▶ _What to do_
Verbatim copy, images removed: write out the entries below.

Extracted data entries
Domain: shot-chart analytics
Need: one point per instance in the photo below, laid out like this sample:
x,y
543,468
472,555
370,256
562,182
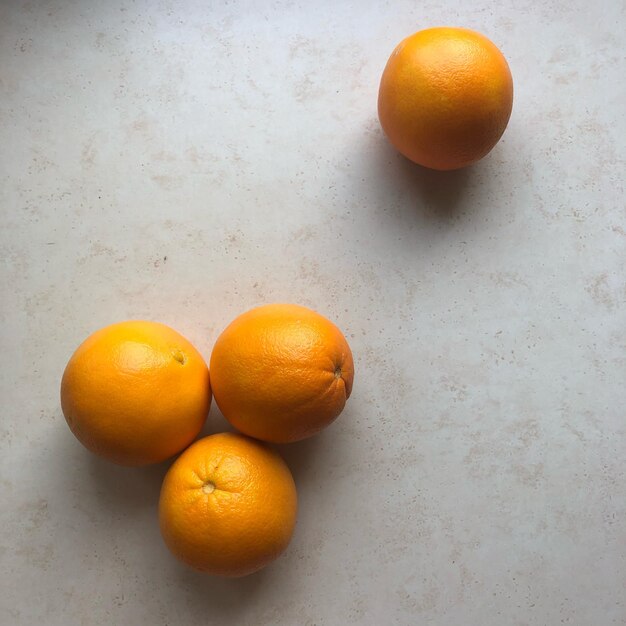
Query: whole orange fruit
x,y
136,392
445,97
228,505
281,372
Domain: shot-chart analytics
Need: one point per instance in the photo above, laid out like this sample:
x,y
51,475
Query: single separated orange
x,y
281,372
136,392
445,97
228,505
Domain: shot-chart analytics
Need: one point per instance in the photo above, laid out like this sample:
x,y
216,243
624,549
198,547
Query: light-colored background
x,y
184,161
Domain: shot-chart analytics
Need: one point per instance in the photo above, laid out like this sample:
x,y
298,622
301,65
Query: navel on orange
x,y
228,505
136,392
281,372
445,97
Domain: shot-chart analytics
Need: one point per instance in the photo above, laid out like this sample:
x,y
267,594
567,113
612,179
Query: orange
x,y
281,372
228,505
445,97
136,392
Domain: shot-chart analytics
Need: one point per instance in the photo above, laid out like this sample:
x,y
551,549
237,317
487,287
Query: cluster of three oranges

▶ _Task result_
Domain: shot-chart analytics
Need: one point per instance in the photo below, laid out like this sample:
x,y
543,468
472,555
370,256
562,182
Query: whole orange fruit
x,y
136,392
445,97
228,505
281,372
Domain: shot-chart analytics
Need: one point per instance in the photo above, laid out like this sample:
x,y
51,475
Query: single separated orange
x,y
281,372
136,392
445,97
228,505
Domain: shot-chart analytics
Need: one point per instance in the photo above, laid out like this sample:
x,y
216,243
624,549
198,547
Query: light-colored background
x,y
184,161
Domain: shot-chart analytics
Need: one point per instance in the photo above, laid out like this sample:
x,y
298,622
301,65
Query: navel on orange
x,y
228,505
136,392
281,372
445,97
Domain: shot-chart analytics
Need: one point per instance in the photo above, laid out like this sample:
x,y
267,594
567,113
612,179
Query: orange
x,y
281,372
228,505
445,97
136,392
Domain: shot-chart analytics
Need: one point per instance in the photo above, laid out like this sample:
x,y
551,549
237,317
487,287
Query: cluster of three oranges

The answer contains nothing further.